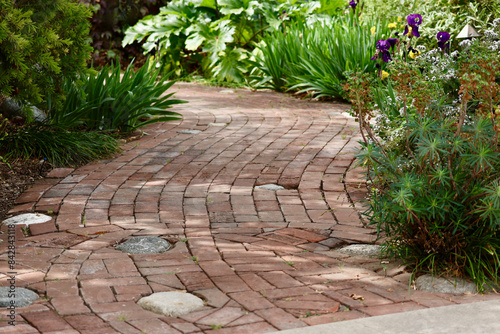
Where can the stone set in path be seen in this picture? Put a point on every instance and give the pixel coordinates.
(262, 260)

·····

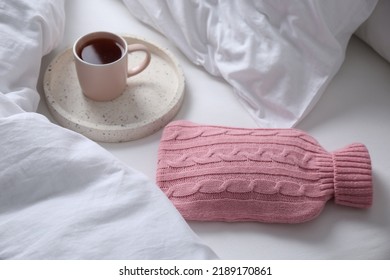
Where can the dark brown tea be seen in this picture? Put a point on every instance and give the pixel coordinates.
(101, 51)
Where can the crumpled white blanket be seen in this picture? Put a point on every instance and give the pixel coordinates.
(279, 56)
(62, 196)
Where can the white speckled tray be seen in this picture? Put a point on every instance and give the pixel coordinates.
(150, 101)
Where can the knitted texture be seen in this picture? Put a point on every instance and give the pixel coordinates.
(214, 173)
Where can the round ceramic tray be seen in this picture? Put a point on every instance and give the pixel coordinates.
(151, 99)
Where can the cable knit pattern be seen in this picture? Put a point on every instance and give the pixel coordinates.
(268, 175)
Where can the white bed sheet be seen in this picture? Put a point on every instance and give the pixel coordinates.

·····

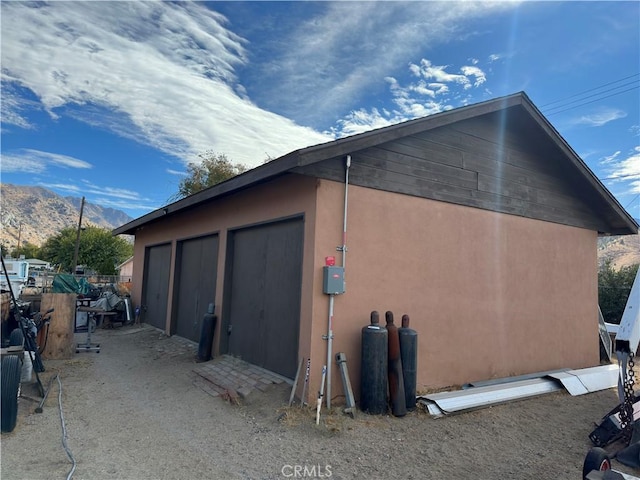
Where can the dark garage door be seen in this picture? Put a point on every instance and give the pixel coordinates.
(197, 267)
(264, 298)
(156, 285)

·····

(Exercise objective) Tally the lines of the data above that contain the word "every", and give only that number.

(Solution for this problem) 9